Pick out every line of the data below that contains the word "foliage" and copy each one in full. Match case exactly.

-- START --

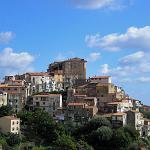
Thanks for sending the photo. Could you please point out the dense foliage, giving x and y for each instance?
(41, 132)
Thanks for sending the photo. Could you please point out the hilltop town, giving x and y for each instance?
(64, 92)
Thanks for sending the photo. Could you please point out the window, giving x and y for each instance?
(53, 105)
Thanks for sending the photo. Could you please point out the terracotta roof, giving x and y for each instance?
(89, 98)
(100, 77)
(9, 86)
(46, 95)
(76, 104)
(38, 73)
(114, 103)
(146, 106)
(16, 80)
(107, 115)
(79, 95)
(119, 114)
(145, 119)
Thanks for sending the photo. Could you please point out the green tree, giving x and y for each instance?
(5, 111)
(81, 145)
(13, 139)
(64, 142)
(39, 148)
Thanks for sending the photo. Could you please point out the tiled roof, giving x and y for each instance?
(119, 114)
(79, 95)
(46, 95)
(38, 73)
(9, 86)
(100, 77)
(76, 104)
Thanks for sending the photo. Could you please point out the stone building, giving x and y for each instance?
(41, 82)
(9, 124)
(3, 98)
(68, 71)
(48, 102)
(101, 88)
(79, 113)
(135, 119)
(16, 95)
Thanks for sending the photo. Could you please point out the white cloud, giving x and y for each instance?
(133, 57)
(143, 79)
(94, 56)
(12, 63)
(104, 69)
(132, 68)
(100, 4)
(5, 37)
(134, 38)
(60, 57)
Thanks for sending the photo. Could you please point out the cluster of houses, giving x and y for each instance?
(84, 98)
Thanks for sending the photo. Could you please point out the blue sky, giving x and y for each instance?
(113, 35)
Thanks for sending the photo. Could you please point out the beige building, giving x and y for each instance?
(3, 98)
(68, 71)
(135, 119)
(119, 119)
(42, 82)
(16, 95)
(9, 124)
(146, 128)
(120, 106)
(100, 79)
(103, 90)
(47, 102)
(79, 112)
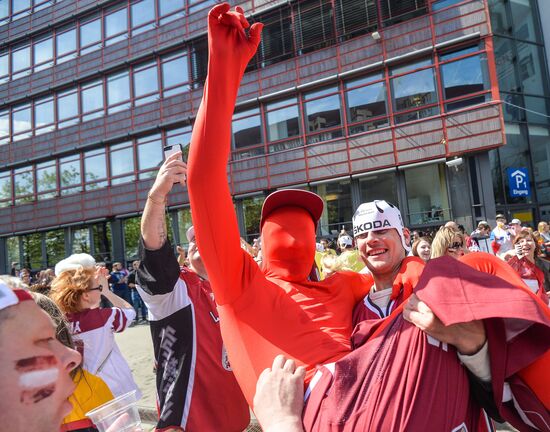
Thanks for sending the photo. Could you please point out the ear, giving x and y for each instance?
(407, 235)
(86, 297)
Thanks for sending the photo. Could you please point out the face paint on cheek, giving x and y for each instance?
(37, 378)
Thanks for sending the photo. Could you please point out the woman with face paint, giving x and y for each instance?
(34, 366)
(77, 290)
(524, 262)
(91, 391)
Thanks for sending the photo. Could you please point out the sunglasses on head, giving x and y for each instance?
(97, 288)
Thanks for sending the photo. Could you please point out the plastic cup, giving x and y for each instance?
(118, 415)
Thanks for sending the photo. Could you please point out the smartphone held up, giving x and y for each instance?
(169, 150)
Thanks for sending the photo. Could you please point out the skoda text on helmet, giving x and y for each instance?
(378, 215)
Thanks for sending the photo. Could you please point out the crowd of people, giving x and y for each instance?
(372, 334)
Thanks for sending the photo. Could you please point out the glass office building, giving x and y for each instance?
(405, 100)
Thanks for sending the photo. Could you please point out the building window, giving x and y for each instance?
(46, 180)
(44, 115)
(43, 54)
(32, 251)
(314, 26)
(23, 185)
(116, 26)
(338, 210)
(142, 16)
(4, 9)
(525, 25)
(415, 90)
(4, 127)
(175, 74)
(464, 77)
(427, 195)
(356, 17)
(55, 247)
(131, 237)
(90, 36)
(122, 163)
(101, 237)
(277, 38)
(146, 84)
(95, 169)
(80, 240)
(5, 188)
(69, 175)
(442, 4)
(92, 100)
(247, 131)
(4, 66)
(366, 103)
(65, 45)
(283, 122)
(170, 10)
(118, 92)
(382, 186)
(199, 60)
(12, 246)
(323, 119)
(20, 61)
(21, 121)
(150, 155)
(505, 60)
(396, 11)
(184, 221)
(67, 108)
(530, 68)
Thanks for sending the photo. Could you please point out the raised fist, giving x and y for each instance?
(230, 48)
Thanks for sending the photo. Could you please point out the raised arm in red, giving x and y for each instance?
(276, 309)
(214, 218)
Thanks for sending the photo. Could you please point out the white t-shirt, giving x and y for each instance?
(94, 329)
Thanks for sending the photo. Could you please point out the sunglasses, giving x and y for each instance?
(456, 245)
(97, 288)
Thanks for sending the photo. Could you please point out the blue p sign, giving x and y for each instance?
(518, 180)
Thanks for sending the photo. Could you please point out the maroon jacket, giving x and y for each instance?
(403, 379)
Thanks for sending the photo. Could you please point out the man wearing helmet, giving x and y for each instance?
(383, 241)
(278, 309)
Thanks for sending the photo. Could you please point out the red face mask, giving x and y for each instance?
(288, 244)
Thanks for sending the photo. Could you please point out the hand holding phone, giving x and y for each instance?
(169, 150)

-- END --
-- START --

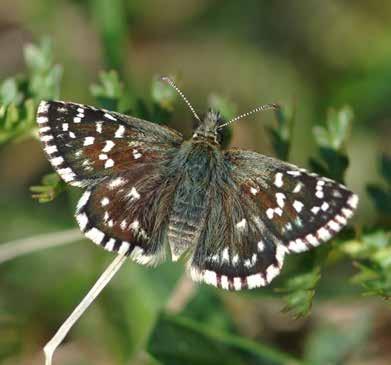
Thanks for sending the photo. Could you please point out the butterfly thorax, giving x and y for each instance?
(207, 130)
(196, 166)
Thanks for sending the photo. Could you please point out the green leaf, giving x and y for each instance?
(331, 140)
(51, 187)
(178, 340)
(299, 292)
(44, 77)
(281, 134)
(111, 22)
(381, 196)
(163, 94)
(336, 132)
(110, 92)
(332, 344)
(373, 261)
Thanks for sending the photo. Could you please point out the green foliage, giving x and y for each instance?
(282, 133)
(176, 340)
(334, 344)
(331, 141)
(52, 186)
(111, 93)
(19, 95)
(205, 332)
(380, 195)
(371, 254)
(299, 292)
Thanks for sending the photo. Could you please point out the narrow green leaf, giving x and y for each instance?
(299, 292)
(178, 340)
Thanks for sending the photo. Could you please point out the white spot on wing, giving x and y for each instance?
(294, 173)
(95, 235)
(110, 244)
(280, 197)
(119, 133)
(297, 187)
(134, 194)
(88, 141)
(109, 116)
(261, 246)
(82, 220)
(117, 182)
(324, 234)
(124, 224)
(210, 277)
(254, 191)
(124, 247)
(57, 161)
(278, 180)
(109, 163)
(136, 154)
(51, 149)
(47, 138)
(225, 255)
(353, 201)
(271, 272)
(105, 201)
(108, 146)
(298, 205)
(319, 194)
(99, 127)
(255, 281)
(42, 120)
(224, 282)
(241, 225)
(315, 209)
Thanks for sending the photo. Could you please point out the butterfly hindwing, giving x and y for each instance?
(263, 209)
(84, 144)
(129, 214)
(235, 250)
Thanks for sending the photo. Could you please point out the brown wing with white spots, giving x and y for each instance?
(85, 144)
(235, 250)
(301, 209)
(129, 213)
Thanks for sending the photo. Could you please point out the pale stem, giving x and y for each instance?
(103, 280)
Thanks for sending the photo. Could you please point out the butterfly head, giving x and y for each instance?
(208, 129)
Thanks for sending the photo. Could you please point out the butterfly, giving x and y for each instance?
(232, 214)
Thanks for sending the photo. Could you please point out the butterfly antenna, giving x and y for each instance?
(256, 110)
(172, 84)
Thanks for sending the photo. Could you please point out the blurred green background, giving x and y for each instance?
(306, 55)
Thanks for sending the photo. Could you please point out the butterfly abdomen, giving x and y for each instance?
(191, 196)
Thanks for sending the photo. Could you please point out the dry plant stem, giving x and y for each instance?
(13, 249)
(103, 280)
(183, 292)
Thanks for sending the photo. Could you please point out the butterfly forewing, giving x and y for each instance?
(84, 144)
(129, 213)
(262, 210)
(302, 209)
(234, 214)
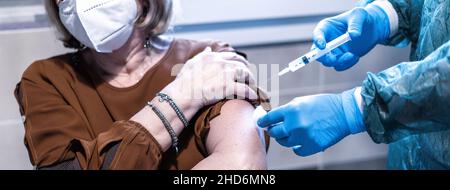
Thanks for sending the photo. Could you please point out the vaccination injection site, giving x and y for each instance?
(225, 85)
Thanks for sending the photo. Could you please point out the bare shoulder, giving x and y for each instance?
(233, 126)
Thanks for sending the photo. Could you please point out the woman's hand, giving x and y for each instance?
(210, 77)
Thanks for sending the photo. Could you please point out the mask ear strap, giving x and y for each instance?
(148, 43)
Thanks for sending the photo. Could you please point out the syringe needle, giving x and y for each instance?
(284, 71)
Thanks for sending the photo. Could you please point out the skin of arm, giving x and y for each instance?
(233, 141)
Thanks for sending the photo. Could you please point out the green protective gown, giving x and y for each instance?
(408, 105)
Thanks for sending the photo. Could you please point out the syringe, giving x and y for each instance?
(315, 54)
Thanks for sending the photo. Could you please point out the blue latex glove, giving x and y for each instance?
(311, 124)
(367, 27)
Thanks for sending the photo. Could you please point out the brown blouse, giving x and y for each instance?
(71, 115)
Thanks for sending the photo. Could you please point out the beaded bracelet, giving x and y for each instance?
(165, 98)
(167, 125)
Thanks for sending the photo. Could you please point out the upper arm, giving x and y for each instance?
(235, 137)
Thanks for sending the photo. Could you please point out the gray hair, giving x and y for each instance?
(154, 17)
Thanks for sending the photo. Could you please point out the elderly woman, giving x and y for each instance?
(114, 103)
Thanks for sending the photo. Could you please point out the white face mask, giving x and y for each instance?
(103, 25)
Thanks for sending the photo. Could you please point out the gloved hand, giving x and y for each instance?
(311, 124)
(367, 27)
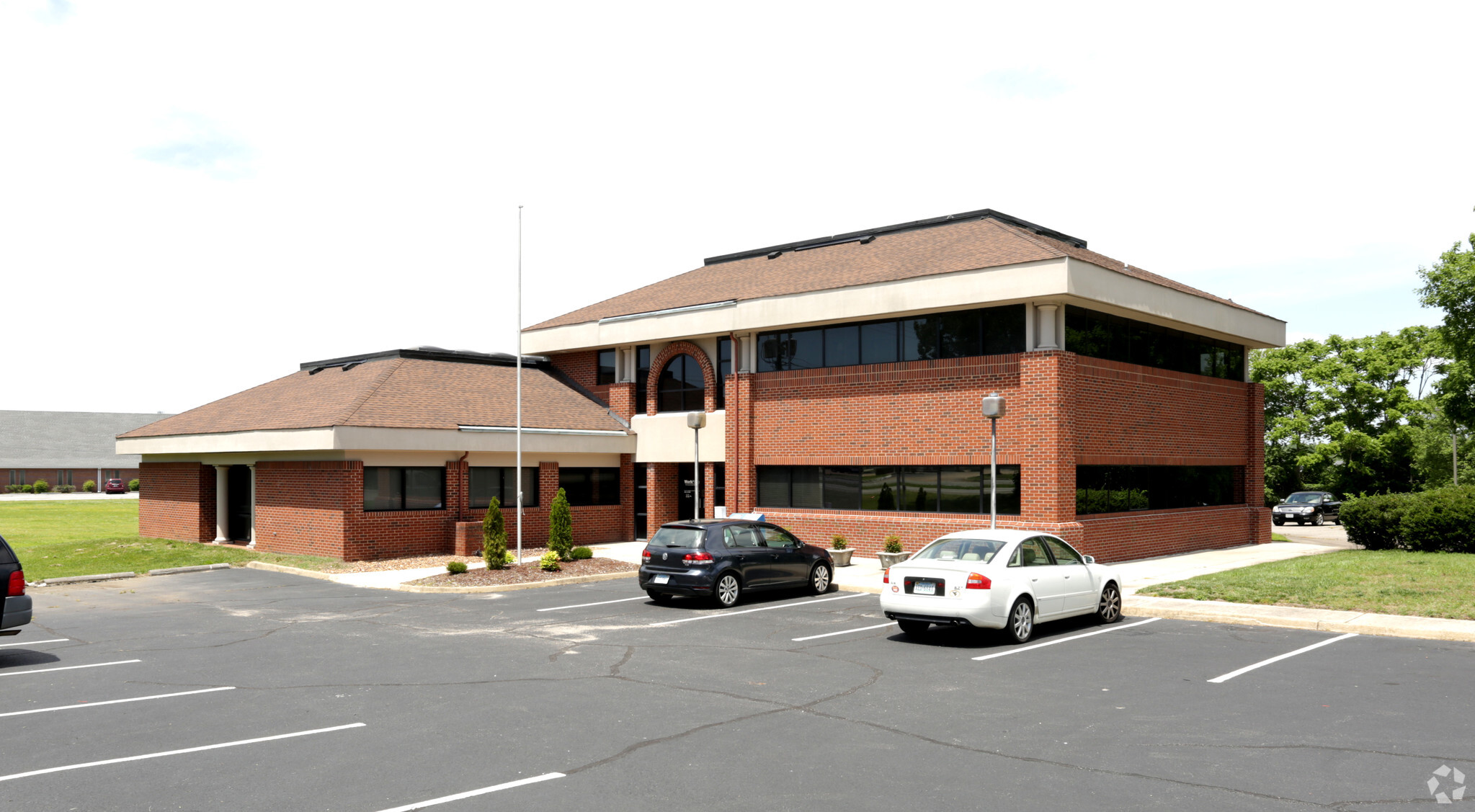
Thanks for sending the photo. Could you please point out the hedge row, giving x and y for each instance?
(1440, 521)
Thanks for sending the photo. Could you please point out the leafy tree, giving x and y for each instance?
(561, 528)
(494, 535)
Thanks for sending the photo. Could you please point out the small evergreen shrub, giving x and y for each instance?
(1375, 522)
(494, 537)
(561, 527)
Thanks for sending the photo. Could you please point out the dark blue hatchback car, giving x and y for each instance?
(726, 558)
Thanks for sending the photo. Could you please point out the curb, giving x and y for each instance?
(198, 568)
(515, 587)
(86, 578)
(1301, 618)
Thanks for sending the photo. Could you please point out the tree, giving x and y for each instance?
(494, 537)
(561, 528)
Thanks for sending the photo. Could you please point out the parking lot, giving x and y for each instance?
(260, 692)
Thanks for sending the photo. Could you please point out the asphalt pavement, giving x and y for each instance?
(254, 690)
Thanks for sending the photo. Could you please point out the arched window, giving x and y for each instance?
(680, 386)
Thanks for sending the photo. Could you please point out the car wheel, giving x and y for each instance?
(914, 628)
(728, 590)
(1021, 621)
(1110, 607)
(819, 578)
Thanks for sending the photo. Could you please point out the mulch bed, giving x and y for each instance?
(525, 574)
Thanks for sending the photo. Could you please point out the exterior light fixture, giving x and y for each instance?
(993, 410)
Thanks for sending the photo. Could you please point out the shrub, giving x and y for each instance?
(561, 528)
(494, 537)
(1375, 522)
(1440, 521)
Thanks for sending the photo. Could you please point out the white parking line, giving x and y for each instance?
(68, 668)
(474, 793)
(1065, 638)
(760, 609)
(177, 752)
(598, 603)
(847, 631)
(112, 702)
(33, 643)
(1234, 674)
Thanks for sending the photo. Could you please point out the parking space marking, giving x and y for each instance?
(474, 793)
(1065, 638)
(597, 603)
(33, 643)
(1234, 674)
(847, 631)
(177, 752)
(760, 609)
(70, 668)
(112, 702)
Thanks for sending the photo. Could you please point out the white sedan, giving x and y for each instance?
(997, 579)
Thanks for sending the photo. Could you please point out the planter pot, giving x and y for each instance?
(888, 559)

-- END --

#### THE RESPONSE:
Thanks for sending the photo. Could you please point out the dense foliage, giving x and y for each instance?
Thanks for sending the photo. Could you please point out the green foliage, giving x and y for each instance?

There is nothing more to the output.